### Photo-based referring expression data
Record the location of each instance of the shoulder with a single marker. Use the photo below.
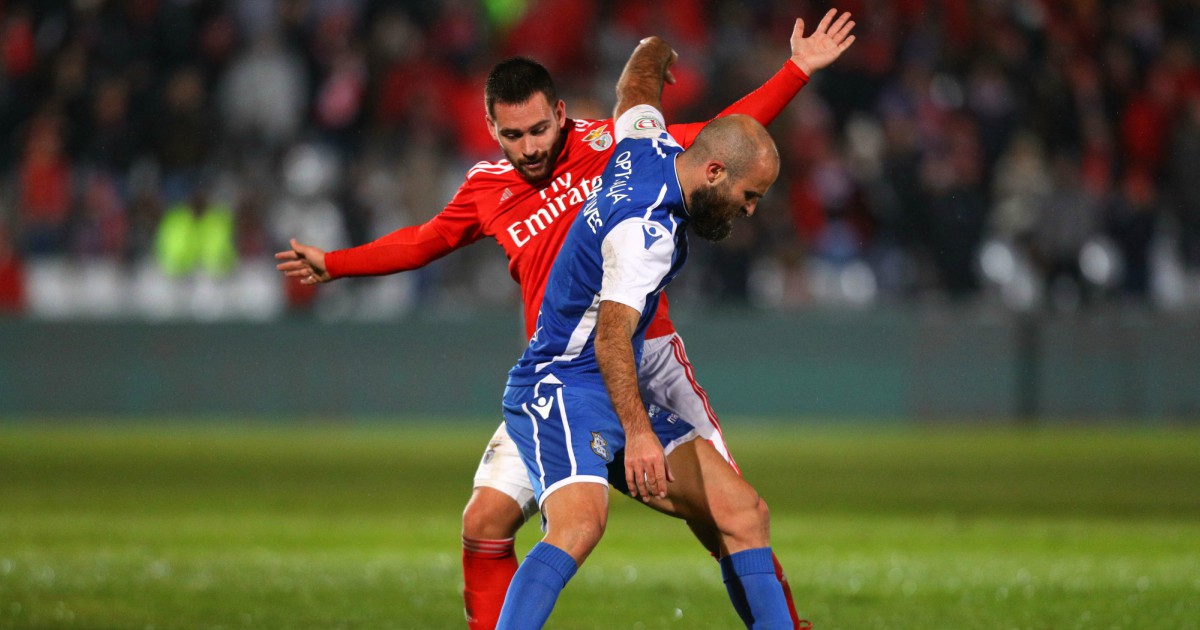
(641, 121)
(597, 135)
(485, 171)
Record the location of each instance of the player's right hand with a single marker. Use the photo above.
(646, 467)
(831, 39)
(305, 263)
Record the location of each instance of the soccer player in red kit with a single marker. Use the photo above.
(527, 203)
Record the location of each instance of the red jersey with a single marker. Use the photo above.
(531, 221)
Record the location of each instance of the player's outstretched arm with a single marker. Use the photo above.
(831, 39)
(646, 463)
(641, 81)
(304, 262)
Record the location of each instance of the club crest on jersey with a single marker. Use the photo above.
(599, 138)
(600, 447)
(647, 123)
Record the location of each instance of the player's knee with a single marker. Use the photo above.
(748, 520)
(491, 516)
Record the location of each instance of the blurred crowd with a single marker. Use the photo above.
(1030, 154)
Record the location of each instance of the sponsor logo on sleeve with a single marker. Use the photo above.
(647, 123)
(599, 138)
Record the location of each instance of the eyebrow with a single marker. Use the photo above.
(531, 127)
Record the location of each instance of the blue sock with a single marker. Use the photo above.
(535, 587)
(737, 594)
(753, 574)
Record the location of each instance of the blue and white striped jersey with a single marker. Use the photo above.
(625, 245)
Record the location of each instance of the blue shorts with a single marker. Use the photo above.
(569, 435)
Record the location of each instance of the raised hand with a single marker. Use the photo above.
(304, 262)
(831, 39)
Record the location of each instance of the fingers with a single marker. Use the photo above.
(841, 28)
(823, 25)
(648, 479)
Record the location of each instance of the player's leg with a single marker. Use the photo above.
(708, 491)
(567, 463)
(667, 379)
(501, 503)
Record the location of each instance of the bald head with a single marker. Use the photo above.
(725, 172)
(741, 143)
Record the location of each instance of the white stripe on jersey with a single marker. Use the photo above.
(567, 432)
(495, 168)
(579, 336)
(663, 193)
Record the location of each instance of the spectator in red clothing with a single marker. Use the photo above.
(12, 276)
(45, 198)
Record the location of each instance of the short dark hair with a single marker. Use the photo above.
(515, 79)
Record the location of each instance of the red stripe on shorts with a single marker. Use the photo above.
(682, 358)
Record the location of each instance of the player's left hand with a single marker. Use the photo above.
(646, 467)
(305, 263)
(831, 39)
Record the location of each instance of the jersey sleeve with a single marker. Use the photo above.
(403, 250)
(763, 105)
(637, 256)
(459, 221)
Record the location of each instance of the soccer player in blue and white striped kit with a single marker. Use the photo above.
(573, 400)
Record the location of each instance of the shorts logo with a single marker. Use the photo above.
(543, 406)
(490, 453)
(600, 447)
(647, 123)
(657, 413)
(652, 234)
(599, 138)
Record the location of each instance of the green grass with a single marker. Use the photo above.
(171, 526)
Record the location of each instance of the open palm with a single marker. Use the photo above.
(826, 45)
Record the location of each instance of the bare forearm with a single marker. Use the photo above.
(641, 82)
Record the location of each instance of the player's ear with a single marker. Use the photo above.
(491, 126)
(561, 113)
(715, 172)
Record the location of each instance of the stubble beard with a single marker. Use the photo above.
(711, 215)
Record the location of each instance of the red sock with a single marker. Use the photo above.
(487, 568)
(801, 624)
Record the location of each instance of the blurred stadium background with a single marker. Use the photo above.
(988, 209)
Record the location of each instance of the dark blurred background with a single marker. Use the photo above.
(990, 203)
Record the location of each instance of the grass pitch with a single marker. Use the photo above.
(205, 526)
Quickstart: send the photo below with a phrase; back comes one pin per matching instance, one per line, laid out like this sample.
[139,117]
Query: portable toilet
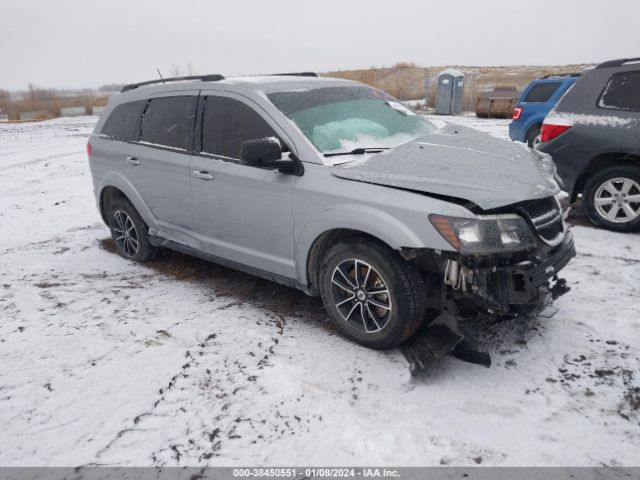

### WHAT IS NEEDED
What you print must match the entries exactly, except that no pictures appear.

### SOLUTION FOR THIS PROBLEM
Record the location of each instance of the shoulder with a single marker. Use the photo below.
(641, 121)
(597, 135)
(485, 171)
Record the location of each instance of the player's right hand with a single marker. Use the photo above.
(646, 467)
(831, 39)
(305, 263)
Record the location of each instance of the soccer player in red kit with a single marker. Use the photo above.
(527, 203)
Record the location of each instance of the red jersey with a single marker. Use the photo above.
(531, 221)
Record the location of each instance of the player's outstretched arm with a single marker. Use the photo above.
(831, 39)
(646, 463)
(641, 81)
(304, 262)
Record the location of each instance of the club crest on jersey with a single marker. Use the photo above.
(599, 138)
(600, 447)
(647, 123)
Record the location of each instance of the player's knee with a single marker. Use the photo above.
(748, 520)
(491, 516)
Record the location of each instance of the blurred crowd with a single marker. Use the photo above.
(1030, 154)
Record the location of each instance of the sponsor logo on sleeve with a single marker. Use the photo above.
(647, 123)
(599, 138)
Record the location of each instance of the eyebrow with a single marker. Use the photo above.
(531, 127)
Record the location of each instance of the blue sock with a single marker. Use the photo above.
(535, 587)
(737, 594)
(753, 574)
Record the location of each instance of the blue and white striped jersey with a single marker. Use the photo above.
(625, 245)
Record the location of each instance of the blue shorts with a single marker. Use the photo above.
(569, 435)
Record the location of each instance of the raised hand with a single marker. Use the photo above.
(304, 262)
(831, 39)
Record the location of each instance of the fingers with a single marker. Use the photo above.
(841, 28)
(823, 25)
(648, 479)
Record the location of each instance of the player's leg with a single marker. Use the photo above.
(708, 491)
(567, 463)
(667, 379)
(501, 503)
Record the location of each instance of the bald head with a single marker. Use the photo above.
(725, 172)
(741, 143)
Record the location of each instance of the white stripe on jersey with a single marker. Use the photo above.
(567, 432)
(495, 168)
(579, 336)
(663, 193)
Record the location of each instance of the spectator in red clothing with a single marker. Use the photo above.
(12, 276)
(45, 198)
Record the location of each instance of the short dark hair with a single marker. Use the photo above.
(515, 79)
Record the location of each instance of the red stripe on shorts with a single marker. Use the photo above.
(682, 358)
Record the location of each instance of the player's left hand with a single marker. Use the photo above.
(646, 467)
(305, 263)
(831, 39)
Record the location of each instance of the jersey sleeve with a single marker. Use the photo above.
(403, 250)
(763, 105)
(637, 256)
(459, 221)
Record the location of each instance of the soccer player in blue and white striped kit with a single marker. Use the photo above.
(573, 400)
Record the location of each instance of the shorts logo with a single marker. Use the photo above.
(543, 406)
(490, 453)
(600, 447)
(647, 123)
(657, 413)
(652, 234)
(599, 138)
Record the location of each instance of the green grass with a single marker. Use the photo above.
(171, 526)
Record the location of each instance of the open palm with a single marker. Use the photo above.
(826, 45)
Record the location of each instance of the bare forearm with a single marker. Use the photo above.
(641, 82)
Record the location of each instance of the player's ear with a single marker. Use the photo above.
(491, 126)
(561, 113)
(715, 172)
Record the location of each instance of the stubble beard with a single marker. Use the photo above.
(711, 215)
Record the location of each instance of the red sock with a single marker. Use the photo above.
(487, 568)
(801, 624)
Record the location of each instance of the blurred stadium background with a single marker. Use the photo above.
(988, 209)
Record the location of each instance of the dark blurred background with a single marker. Use the photo above.
(990, 203)
Record the location of each instance of the grass pitch with a single marker. Use the photo above.
(205, 526)
Quickstart: send the photo below with a phrase; back comes one pin per matching instance, one per line, laid out like this sample.
[139,117]
Query: portable toilet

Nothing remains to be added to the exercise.